### [Text for analysis]
◆ ◆ ◆

(Reuters) -Imperial Brands Plc said on Tuesday it is off to a “good start” this year as the maker Gauloises and Winston cigarettes looks to capitalise on higher tobacco prices and “significantly reduced” losses in vaping.
On aggregate it has started to increase its tobacco market share in its top five markets with gains in the United States, UK and Spain offsetting declines in Germany and Australia, the FTSE-listed company said.
New CEO Stefan Bomhard two months ago laid out a five-year plan that focuses investment on five markets that generate 72% of its profits.
Imperial will also target tobacco-heating products in Europe and e-cigarettes in the United States, reducing losses from its previous one-size-fits-all approach.
The company reiterated its forecast for low-to-mid single digit growth in organic adjusted operating profit growth for the year and said overall tobacco volume sales were in line with its expectations.
In the first half it expects group net revenue to grow by at least 1% on an organic, constant currency basis, due to higher tobacco prices and higher next-generation product (NGP) revenue growth. It also expects higher profits from Logista, its logistics operations in Europe.
Imperial has lowered its NGP aspirations, mainly e-cigarettes, after missing several sales targets over the last five years.
Its NGP sales fell 27% last year, prompting a 124 million pound ($170 million) writedown on the business.
In contrast, rival British American Tobacco said it would put more resources behind such products after seeing three million more customers use its e-cigarette, tobacco heating and oral nicotine products during the COVID-19 pandemic in 2020.
Imperial shares were down 0.4% in early trading.

◆ ◆ ◆

Referring expression data:

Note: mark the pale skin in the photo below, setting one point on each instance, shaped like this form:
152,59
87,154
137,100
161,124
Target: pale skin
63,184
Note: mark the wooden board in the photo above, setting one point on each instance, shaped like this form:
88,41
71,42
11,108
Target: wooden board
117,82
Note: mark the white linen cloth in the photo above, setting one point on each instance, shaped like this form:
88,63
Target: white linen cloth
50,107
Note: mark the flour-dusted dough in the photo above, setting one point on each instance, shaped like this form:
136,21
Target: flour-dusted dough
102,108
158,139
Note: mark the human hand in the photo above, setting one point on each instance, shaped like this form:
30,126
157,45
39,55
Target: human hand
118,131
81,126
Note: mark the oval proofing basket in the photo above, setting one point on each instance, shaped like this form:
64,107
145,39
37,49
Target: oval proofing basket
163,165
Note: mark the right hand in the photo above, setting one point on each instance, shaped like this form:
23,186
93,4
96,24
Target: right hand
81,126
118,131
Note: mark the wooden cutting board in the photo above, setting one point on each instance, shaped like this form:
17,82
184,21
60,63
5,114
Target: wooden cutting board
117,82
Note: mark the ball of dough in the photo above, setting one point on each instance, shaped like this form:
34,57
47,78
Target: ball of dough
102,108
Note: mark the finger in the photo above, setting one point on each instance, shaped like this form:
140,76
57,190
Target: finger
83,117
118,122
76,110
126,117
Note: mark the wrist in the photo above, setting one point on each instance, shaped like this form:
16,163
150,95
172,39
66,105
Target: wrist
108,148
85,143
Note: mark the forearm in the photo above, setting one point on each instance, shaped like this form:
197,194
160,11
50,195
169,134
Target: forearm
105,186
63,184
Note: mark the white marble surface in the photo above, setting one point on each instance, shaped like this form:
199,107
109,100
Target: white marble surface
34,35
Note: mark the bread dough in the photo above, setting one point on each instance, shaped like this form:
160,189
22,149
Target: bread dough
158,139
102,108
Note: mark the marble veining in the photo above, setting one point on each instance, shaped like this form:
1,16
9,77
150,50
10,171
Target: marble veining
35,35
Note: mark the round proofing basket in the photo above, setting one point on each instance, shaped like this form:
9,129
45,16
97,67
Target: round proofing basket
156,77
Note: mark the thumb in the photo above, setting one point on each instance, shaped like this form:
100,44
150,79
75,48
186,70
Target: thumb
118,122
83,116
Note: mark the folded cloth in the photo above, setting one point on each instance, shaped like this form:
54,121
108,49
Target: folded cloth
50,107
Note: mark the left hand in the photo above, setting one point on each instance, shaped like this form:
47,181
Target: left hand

◆ ◆ ◆

### [Required action 1]
Write out the passage of the Imperial Brands article between "Imperial will also" and "with its expectations.", inclusive.
### [Required action 2]
Which countries does the Imperial Brands article name as markets where the company's tobacco market share rose or fell?
### [Required action 3]
In the Imperial Brands article, by what percentage did the company's NGP sales fall last year?

### [Answer box 1]
Imperial will also target tobacco-heating products in Europe and e-cigarettes in the United States, reducing losses from its previous one-size-fits-all approach.
The company reiterated its forecast for low-to-mid single digit growth in organic adjusted operating profit growth for the year and said overall tobacco volume sales were in line with its expectations.

### [Answer box 2]
United States, UK, Spain, Germany, Australia

### [Answer box 3]
27%